Dataset entries
..............................
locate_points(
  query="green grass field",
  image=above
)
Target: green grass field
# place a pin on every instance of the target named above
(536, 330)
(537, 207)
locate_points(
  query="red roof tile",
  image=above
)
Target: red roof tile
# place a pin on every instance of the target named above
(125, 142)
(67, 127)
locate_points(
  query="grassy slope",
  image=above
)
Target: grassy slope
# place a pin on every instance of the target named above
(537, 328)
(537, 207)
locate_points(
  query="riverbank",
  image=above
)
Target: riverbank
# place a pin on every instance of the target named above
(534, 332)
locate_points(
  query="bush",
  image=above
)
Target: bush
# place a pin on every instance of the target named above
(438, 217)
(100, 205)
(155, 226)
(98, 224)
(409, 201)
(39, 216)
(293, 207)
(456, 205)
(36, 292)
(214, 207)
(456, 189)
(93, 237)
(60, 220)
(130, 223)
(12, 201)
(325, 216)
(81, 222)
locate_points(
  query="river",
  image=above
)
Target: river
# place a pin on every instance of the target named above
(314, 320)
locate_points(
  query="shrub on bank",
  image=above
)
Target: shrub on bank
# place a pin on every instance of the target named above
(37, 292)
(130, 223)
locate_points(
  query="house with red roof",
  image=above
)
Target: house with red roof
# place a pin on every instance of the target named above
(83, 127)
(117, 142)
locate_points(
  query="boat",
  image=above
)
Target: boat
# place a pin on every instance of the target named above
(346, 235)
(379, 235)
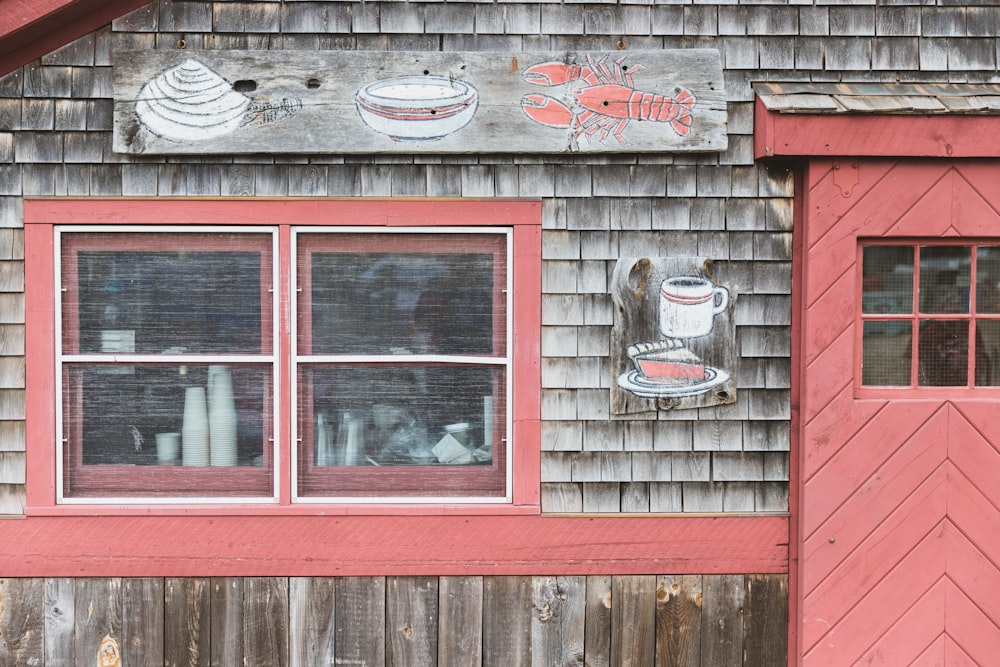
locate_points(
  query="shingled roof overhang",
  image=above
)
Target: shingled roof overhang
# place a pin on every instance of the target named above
(873, 120)
(32, 28)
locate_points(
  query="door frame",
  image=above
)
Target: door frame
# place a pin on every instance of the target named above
(791, 141)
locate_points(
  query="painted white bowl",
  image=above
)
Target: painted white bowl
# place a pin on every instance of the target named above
(417, 108)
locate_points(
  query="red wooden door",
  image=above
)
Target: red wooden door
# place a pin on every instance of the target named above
(899, 495)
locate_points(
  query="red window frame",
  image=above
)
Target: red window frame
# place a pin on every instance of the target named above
(316, 482)
(913, 319)
(87, 483)
(522, 218)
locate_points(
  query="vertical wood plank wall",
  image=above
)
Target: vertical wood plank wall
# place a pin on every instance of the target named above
(663, 620)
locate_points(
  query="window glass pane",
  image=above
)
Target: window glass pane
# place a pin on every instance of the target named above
(887, 282)
(166, 293)
(886, 350)
(944, 279)
(403, 294)
(408, 415)
(943, 353)
(124, 415)
(988, 279)
(988, 353)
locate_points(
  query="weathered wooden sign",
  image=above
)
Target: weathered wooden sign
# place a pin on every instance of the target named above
(200, 102)
(674, 339)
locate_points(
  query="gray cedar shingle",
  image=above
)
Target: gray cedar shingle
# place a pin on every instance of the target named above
(848, 53)
(556, 467)
(673, 436)
(717, 436)
(37, 114)
(561, 244)
(558, 404)
(897, 21)
(189, 17)
(738, 497)
(562, 436)
(634, 213)
(934, 54)
(557, 498)
(852, 21)
(592, 277)
(12, 436)
(701, 20)
(671, 214)
(738, 466)
(896, 53)
(592, 341)
(972, 54)
(12, 468)
(401, 17)
(635, 497)
(773, 20)
(598, 309)
(559, 341)
(943, 22)
(702, 497)
(771, 497)
(733, 20)
(601, 497)
(650, 467)
(667, 20)
(776, 467)
(767, 436)
(665, 497)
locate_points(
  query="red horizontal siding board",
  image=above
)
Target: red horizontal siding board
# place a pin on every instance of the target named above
(54, 546)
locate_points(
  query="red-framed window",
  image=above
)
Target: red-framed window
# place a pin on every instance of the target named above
(930, 315)
(196, 353)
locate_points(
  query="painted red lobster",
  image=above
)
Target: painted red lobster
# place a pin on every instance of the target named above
(606, 104)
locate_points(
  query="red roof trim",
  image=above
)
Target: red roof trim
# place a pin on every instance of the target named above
(874, 135)
(31, 28)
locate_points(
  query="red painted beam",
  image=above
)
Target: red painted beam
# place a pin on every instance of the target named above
(31, 28)
(123, 546)
(862, 135)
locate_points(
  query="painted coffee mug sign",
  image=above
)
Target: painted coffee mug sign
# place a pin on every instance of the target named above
(674, 339)
(204, 102)
(688, 306)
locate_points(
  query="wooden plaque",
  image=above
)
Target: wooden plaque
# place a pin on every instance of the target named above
(674, 339)
(205, 102)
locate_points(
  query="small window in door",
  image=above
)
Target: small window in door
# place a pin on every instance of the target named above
(923, 325)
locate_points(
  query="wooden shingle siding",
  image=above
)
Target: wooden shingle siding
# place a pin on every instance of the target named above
(446, 621)
(56, 117)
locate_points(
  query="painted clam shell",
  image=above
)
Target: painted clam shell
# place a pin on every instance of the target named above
(190, 102)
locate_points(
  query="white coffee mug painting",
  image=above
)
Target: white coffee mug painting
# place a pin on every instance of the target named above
(677, 335)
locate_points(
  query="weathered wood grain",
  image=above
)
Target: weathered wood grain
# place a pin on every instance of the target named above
(60, 622)
(678, 621)
(21, 626)
(635, 288)
(765, 621)
(633, 617)
(226, 620)
(411, 611)
(507, 621)
(558, 621)
(311, 621)
(265, 622)
(360, 616)
(187, 609)
(460, 621)
(98, 616)
(597, 638)
(722, 620)
(321, 116)
(142, 622)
..............................
▶ **Work order**: Look through the data above. Find each line with the string "bowl" and copy it.

▶ **Answer to the problem**:
  query="painted white bowl",
Target: painted white bowl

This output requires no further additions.